Extracted entries:
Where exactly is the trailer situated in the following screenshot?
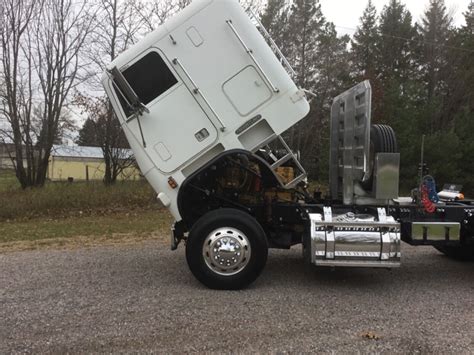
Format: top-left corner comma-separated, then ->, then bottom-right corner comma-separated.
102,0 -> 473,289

* * *

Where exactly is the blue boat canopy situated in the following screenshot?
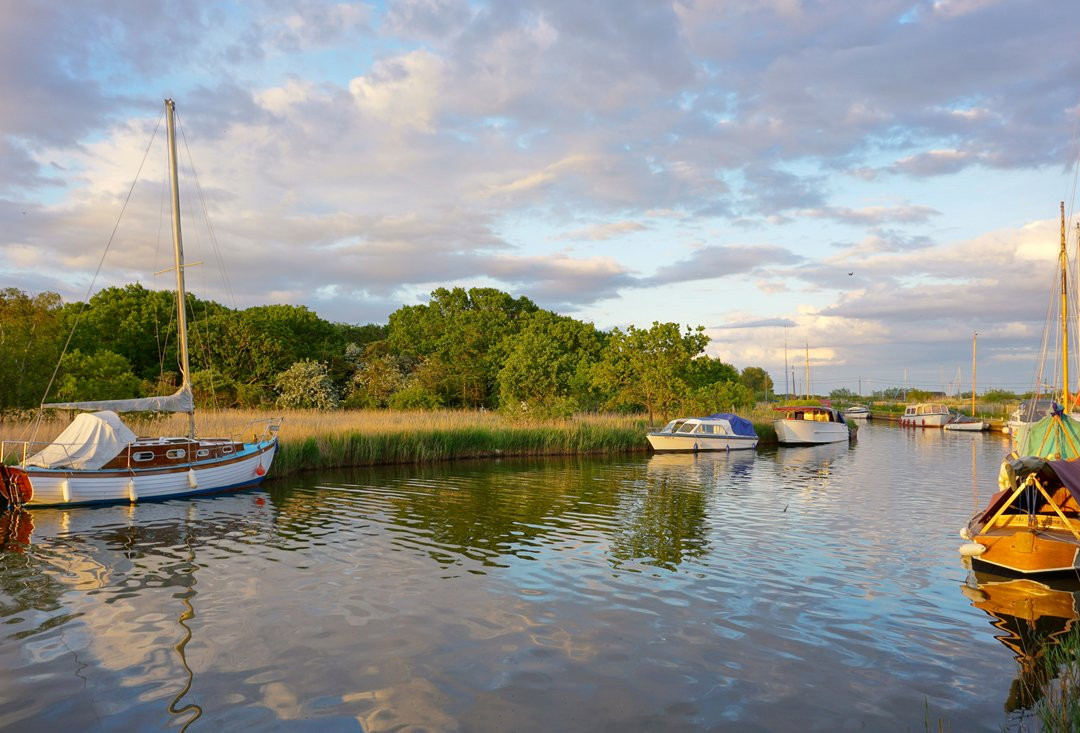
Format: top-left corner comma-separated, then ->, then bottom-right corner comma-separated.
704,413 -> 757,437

Work item: Going through the data above, return each line with the word "Where".

Response area:
Where exactly is the trailer situated in the following screenshot?
Where exactly is the blue boat canopy situated in the following screenshot?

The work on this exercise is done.